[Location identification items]
=-=-=

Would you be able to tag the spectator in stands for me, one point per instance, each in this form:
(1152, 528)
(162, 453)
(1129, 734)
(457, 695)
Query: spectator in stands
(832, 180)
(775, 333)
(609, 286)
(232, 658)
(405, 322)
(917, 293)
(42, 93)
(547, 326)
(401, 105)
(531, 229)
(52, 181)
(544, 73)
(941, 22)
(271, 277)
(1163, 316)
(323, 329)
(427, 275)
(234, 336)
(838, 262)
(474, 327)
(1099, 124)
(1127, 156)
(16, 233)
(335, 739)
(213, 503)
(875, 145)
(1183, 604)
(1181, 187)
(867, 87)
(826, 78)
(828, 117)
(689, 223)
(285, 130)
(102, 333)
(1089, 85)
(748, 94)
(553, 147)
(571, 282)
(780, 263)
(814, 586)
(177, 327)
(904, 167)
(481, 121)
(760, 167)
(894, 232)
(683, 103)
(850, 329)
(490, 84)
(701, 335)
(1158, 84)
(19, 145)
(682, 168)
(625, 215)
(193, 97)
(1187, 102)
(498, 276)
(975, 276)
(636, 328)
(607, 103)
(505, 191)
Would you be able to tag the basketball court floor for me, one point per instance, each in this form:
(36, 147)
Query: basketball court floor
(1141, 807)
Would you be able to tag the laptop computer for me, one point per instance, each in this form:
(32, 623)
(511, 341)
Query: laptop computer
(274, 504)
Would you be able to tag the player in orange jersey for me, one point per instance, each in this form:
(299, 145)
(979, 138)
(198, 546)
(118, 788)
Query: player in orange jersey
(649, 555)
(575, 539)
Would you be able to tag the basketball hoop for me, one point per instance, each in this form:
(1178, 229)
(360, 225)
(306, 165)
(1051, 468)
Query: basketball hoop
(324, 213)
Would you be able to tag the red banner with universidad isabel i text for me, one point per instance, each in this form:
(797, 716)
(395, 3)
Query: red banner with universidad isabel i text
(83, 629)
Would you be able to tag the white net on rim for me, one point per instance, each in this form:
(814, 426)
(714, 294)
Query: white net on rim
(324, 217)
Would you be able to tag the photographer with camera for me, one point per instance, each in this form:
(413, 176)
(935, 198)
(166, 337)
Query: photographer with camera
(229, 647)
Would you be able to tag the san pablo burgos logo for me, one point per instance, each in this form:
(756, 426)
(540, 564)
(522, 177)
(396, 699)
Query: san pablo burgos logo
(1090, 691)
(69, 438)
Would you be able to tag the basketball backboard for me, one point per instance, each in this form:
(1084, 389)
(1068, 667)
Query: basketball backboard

=-=-=

• **What this task involves**:
Put all of the lines above into a numbered list, leaving out any blank lines.

• **Completed exercise**:
1. Would you be able to tag the spectator in stands for me, one point per instance, each in this form:
2. (1152, 528)
3. (162, 453)
4. (1129, 734)
5. (457, 695)
6. Query: spectator in stands
7. (832, 180)
8. (775, 333)
9. (609, 286)
10. (232, 658)
11. (405, 322)
12. (917, 293)
13. (42, 93)
14. (547, 326)
15. (401, 105)
16. (531, 229)
17. (52, 181)
18. (544, 73)
19. (941, 22)
20. (271, 277)
21. (1163, 316)
22. (323, 329)
23. (427, 275)
24. (234, 336)
25. (838, 262)
26. (474, 327)
27. (1099, 124)
28. (1127, 156)
29. (16, 233)
30. (335, 739)
31. (213, 503)
32. (875, 145)
33. (1183, 604)
34. (1181, 187)
35. (867, 87)
36. (826, 78)
37. (828, 117)
38. (689, 223)
39. (285, 130)
40. (102, 333)
41. (1089, 85)
42. (748, 94)
43. (553, 147)
44. (571, 282)
45. (780, 263)
46. (814, 586)
47. (177, 327)
48. (904, 167)
49. (481, 121)
50. (760, 167)
51. (894, 232)
52. (683, 103)
53. (850, 329)
54. (490, 84)
55. (701, 335)
56. (1158, 84)
57. (19, 145)
58. (682, 168)
59. (625, 215)
60. (193, 97)
61. (1187, 102)
62. (498, 276)
63. (975, 276)
64. (636, 328)
65. (607, 103)
66. (505, 191)
67. Would you be able to tag the basketball court floor for me, one point per instance, each in this form:
68. (36, 147)
69. Query: basketball court floor
70. (1141, 807)
71. Would you be able to tag the laptop computer for me, one point per instance, each in this form:
72. (32, 623)
73. (511, 341)
74. Query: laptop computer
75. (274, 504)
76. Would you be able to tag the player in orange jersey for me, one point per instance, each in this form:
77. (299, 145)
78. (979, 138)
79. (198, 546)
80. (118, 788)
81. Query: player in orange jersey
82. (649, 555)
83. (575, 539)
84. Would you be able to tag the basketball hoop for me, one point per instance, each in this form:
85. (1178, 229)
86. (360, 225)
87. (306, 165)
88. (1051, 468)
89. Query: basketball hoop
90. (324, 213)
91. Would you be able to tag the red banner with universidad isabel i text for me, one point per instance, each in this form:
92. (797, 716)
93. (395, 3)
94. Query: red banner with universidad isabel i text
95. (83, 629)
96. Would you be able to tag the white net on rim for me, one point per instance, each in this form:
97. (814, 426)
98. (714, 294)
99. Query: white net on rim
100. (324, 217)
101. Would you be able to tag the photographer with camera for me, one point per instance, each in this form:
102. (413, 176)
103. (935, 198)
104. (166, 337)
105. Query: photographer with camera
106. (229, 647)
107. Would you be able to tag the san pablo burgos logo for me, one point per instance, each in this form:
108. (756, 426)
109. (540, 564)
110. (522, 177)
111. (396, 699)
112. Query: san pablo burgos logo
113. (1090, 691)
114. (69, 438)
115. Would you be able to tag the basketball backboard for me, one point per instance, each in this form:
116. (1084, 389)
117. (1068, 667)
118. Query: basketball backboard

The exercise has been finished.